— Problem statement —
Your task is to copy every line of the entries that contains "below".

— Available data —
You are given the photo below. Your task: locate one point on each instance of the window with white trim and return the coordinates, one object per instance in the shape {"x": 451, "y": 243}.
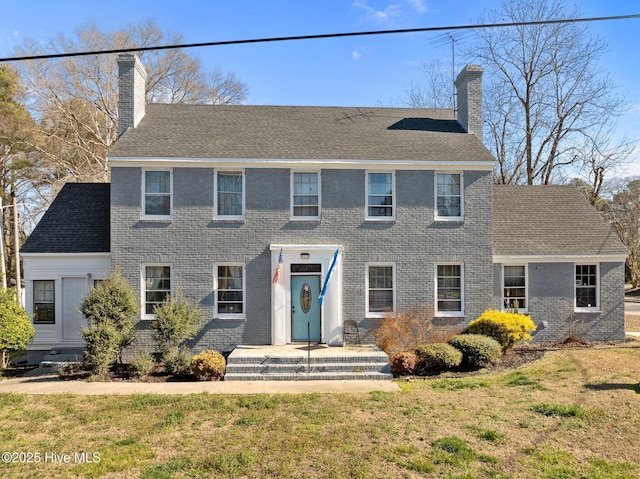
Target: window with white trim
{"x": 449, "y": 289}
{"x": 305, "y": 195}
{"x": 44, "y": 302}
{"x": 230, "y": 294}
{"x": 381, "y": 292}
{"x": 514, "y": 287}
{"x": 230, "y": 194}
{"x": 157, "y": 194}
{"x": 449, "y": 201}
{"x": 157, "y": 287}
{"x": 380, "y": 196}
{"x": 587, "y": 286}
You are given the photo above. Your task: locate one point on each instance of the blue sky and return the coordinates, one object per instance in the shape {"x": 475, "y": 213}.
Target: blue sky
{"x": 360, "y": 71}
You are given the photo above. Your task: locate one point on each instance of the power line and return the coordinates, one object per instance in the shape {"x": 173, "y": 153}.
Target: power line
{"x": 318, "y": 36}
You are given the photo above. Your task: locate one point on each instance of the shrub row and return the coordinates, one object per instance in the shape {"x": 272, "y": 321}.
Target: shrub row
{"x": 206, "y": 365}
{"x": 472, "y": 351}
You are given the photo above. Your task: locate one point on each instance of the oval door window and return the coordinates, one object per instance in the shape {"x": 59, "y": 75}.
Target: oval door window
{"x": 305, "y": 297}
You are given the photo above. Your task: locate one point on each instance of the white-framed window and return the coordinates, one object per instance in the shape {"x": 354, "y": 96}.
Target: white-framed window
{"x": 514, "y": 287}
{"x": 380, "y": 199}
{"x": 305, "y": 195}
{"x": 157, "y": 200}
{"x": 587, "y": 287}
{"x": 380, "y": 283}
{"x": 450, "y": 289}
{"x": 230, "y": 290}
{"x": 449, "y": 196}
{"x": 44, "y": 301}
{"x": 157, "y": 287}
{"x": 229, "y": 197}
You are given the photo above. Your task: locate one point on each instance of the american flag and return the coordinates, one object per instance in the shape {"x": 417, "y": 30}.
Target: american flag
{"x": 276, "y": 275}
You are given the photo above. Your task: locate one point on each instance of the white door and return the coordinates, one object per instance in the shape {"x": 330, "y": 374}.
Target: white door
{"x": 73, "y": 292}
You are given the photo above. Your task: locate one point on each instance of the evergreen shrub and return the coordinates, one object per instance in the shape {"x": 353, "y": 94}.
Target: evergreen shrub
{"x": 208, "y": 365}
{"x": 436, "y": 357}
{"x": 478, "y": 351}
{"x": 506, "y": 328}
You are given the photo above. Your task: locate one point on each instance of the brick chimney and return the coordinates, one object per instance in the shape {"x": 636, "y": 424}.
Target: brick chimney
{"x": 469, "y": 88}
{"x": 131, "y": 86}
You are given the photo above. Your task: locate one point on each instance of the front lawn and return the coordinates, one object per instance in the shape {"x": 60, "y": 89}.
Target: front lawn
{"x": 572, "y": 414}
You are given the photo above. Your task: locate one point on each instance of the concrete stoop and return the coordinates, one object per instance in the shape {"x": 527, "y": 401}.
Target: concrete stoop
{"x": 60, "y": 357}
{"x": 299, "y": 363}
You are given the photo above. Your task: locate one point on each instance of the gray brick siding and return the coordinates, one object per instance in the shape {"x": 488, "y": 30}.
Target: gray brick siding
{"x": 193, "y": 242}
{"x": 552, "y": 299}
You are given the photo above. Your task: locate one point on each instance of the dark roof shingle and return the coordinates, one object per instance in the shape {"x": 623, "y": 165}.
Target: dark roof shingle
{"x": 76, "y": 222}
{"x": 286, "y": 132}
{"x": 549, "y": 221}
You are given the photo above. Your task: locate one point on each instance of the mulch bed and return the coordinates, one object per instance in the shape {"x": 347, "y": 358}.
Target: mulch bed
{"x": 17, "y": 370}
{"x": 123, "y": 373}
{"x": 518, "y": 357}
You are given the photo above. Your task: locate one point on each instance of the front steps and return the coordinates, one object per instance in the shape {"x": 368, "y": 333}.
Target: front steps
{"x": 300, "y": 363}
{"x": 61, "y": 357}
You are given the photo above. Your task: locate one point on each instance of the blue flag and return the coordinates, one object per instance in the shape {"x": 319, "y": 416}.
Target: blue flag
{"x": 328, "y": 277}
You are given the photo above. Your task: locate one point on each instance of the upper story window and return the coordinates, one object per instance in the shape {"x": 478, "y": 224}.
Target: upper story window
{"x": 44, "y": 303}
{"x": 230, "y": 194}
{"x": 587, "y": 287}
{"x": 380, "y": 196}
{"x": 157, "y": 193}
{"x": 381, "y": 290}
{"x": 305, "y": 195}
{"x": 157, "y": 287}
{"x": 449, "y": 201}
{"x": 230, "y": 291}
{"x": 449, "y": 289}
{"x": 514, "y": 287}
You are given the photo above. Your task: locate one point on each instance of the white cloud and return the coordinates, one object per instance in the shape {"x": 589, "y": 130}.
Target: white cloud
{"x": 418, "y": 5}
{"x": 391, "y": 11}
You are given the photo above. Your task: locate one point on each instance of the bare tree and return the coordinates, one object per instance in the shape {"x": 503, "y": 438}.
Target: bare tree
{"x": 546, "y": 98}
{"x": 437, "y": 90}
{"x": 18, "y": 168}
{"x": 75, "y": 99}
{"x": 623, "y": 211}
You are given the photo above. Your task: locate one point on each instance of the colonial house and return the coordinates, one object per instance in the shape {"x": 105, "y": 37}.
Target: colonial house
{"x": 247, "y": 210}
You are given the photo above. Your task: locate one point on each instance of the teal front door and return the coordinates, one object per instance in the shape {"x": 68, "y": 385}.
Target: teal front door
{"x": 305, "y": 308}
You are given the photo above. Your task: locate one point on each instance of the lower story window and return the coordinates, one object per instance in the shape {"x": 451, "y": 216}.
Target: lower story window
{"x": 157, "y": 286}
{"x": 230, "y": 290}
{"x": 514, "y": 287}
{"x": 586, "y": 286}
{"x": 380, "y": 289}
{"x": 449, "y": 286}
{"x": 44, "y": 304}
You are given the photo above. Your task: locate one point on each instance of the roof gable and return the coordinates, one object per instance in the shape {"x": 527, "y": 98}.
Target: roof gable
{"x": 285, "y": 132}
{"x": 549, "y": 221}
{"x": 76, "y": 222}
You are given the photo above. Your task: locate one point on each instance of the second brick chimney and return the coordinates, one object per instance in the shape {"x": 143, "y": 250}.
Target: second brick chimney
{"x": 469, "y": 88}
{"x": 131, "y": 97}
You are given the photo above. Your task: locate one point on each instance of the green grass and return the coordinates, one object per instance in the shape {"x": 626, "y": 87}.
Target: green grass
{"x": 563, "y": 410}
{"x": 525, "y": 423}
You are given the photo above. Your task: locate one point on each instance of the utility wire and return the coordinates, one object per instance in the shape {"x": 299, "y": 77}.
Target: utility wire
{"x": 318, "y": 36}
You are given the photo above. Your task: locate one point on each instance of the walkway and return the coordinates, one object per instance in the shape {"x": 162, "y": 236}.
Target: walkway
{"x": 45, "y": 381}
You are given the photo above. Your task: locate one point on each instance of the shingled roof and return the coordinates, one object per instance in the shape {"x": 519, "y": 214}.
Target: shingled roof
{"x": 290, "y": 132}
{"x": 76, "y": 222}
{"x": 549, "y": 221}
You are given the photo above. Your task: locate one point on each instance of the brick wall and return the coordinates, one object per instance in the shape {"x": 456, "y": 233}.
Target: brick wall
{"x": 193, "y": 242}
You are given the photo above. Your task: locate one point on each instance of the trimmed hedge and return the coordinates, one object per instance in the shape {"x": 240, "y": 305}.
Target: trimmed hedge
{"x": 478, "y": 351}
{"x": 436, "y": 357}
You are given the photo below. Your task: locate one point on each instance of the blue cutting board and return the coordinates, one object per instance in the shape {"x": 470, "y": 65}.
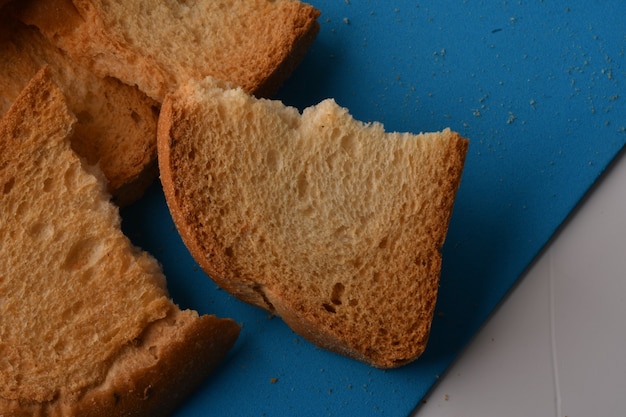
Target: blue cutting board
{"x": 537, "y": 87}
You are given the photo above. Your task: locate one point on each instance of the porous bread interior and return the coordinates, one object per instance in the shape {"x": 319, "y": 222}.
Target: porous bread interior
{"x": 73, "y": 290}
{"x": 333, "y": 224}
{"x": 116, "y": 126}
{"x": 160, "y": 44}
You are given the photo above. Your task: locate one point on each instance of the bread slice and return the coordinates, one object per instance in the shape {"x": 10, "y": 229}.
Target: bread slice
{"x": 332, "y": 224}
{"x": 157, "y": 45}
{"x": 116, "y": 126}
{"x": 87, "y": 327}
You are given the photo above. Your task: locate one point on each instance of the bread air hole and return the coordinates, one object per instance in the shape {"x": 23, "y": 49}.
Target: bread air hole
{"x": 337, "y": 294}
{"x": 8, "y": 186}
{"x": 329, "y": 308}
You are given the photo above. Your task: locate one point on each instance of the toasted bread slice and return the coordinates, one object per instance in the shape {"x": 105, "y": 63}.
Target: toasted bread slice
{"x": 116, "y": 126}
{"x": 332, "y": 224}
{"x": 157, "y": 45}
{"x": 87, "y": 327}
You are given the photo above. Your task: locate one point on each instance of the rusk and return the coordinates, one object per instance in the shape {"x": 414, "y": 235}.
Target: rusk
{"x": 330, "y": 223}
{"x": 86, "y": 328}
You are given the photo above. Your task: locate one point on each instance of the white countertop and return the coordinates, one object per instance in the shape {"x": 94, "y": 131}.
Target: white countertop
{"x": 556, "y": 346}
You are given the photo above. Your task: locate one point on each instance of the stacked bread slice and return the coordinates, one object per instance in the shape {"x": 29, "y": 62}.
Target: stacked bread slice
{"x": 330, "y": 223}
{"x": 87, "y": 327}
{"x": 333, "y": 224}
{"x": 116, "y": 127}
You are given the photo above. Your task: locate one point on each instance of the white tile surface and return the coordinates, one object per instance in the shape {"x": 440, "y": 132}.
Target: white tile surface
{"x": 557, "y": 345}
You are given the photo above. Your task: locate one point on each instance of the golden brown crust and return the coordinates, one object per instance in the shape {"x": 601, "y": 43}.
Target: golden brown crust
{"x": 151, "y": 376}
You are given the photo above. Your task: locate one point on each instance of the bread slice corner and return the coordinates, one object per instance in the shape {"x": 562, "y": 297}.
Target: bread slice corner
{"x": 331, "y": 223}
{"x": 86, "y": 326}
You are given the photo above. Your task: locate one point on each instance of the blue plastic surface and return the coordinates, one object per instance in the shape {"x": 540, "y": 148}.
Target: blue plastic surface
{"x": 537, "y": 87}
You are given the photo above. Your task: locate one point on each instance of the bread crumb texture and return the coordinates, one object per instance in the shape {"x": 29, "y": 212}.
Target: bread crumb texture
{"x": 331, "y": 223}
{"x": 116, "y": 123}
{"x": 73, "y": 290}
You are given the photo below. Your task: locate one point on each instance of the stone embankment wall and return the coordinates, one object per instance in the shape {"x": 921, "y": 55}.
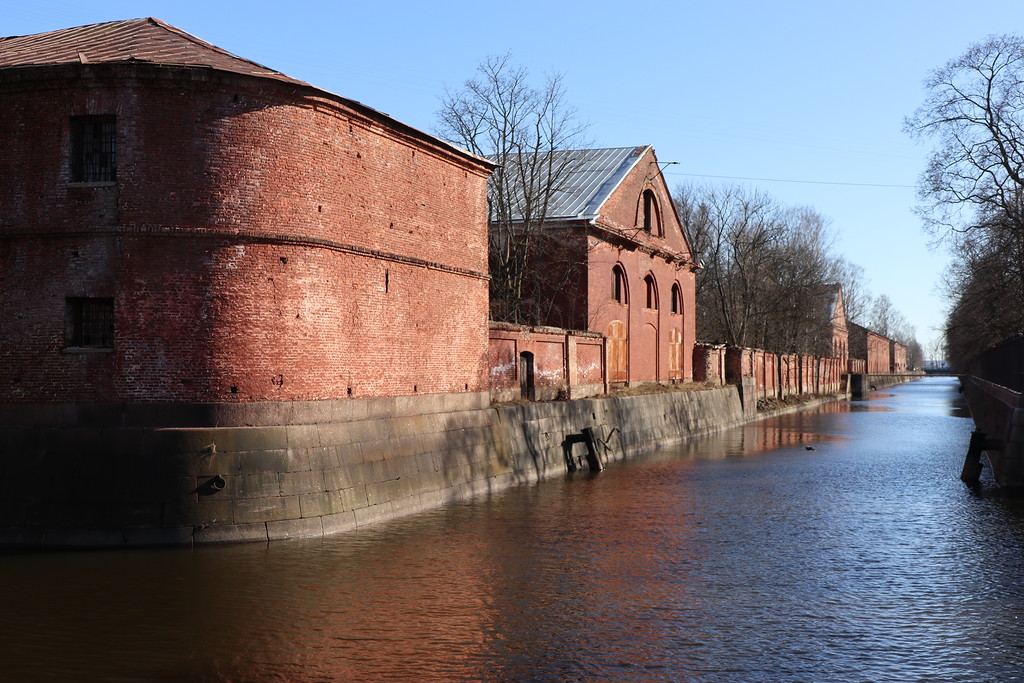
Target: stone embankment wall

— Exercise output —
You are given the photo below. Your task: locate one point on each instance of the window with white trim and return the coordinates, one object per instance in the shape {"x": 451, "y": 243}.
You are given the photo below. Your task: locate one point on each instance of the blue cutting board and return the coordinates, one object per instance in the shape {"x": 470, "y": 65}.
You are given the photo below. Your task: locate one point on each instance of the stone embankment wall and return the coordinates, one object per instance in the shape {"x": 921, "y": 55}.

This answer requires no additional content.